Though this method can provide insight into how BTSCs migrate and invade, it can also be applied to cancer stem cells derived from other tumor types. Begin by thawing a vial of cryogenically-preserved BTSCs in a beaker of 70%ethanol placed inside a 37-degrees Celsius water bath just until the last of the ice has thawed. Dilute the thawed cells and 10 milliliters of media in a 15-milliliter conical tube for their centrifugation and resuspend the BTSC pellet in eight milliliters of complete media.
Transfer the cells into a T25 culture flask for 10 to 14 days of culture under non-adherent conditions, monitoring the flask daily, and supplement the cells with one to two milliliters of fresh complete media as necessary. When the neurospheres reach an approximately 250-micrometer diameter, use a pipette to flush media across the bottom of the flask to detach any adherent cells and transfer the supernatant to a 15-milliliter conical tube for centrifugation. To disassociate the BTSC neurospheres into single cells, resuspend the pellet in one milliliter of prewarmed cell detachment solution and incubate for seven minutes at 37 degrees Celsius, followed by 40 triturations with a P1000 micropipette set to 800 microliters.

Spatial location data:
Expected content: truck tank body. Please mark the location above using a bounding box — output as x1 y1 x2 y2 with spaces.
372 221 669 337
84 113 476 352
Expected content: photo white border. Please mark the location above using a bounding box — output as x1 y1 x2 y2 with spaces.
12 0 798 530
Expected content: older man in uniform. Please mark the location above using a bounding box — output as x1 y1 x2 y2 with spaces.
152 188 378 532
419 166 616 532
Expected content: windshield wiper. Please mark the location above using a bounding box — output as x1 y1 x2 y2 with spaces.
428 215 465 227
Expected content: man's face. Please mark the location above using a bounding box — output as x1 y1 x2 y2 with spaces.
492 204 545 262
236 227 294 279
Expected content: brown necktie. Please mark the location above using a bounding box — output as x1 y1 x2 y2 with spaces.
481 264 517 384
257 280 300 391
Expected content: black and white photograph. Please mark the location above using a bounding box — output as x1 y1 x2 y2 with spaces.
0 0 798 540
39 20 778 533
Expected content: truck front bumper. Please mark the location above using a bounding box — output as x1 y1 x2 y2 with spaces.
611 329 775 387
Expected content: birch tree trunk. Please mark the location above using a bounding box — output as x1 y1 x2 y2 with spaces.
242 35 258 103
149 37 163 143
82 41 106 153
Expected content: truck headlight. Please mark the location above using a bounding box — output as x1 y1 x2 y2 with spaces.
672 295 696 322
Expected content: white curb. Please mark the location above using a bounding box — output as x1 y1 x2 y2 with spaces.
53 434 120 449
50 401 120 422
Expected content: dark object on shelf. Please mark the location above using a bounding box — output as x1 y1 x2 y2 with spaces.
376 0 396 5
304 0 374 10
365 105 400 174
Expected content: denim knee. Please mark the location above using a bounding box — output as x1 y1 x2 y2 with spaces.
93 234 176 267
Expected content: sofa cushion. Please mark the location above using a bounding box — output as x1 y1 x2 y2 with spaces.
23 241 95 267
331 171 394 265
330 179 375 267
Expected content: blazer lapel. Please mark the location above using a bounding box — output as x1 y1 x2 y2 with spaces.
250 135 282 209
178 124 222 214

_YOUR ASSIGNMENT:_
Answer these questions from the BTSC culture text:
(a) In how many milliliters of complete media is the BTSC pellet resuspended after the thawed cells are centrifuged?
(b) What neurosphere diameter signals that the cells should be detached and collected?
(c) For how long and at what temperature are the cells incubated in the cell detachment solution?

_REPLY TO THE EXERCISE:_
(a) Eight milliliters.
(b) About 250 micrometers.
(c) Seven minutes at 37 degrees Celsius.